• _REQUIREMENTS_:
According to the passage on the artist Tiago Sant’Ana, how many sugar mills were operating in the region in 1587?

• _PASSAGE PROVIDED_:
....................

The longest night

Nohora A. Arrieta approaches the work of Brazilian artist Tiago Sant’Ana with a question: what does it mean to be free, to be, completely, and thus being to open infinite horizons for our practice as critics or artists or writers?


How many times have I died
in the longest night?

In the longest,
thickest and quietest night

how many times have I died
in the Calunga night?[1]


Tiago Sant’Ana was born in Santo Antônio de Jesus, in the Recôncavo Baiano, in 1990. Like several of the municipalities surrounding Baía de Todos-os-Santos, Santo Antônio de Jesus has a soil made of dark and clayey marzipan; sticky during the winter and dry in the summer, good for planting sugar cane. In Segredos Internos: engenhos e escravos na sociedade colonial (Intimate Secrets: Mills and Slaves in Colonial Society) (1988), Stuart Schwartz reports that in 1587 there were 36 sugar mills in operation in the region. It is said that at the beginning of the sixteenth century, Bahia was the second largest sugar producer in the territory which today is Brazil, only surpassed by the neighboring captaincy of Pernambuco, and that half of the population of Recôncavo were African slaves who worked in the plantations.

....................

• _RAW DATA_:
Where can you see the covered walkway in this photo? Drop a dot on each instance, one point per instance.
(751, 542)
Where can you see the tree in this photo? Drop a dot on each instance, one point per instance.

....................

• _ANSWER BELOW_:
36 sugar mills